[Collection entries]
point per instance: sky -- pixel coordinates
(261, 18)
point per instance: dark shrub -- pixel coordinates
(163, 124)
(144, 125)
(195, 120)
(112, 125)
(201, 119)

» **YOUR GOAL**: Give all the records again. Match them exactly.

» **EXERCISE SOLUTION**:
point per instance: sky -- pixel coordinates
(261, 18)
point per instance: dark shrub -- pixel coordinates
(163, 124)
(144, 125)
(195, 120)
(112, 125)
(201, 119)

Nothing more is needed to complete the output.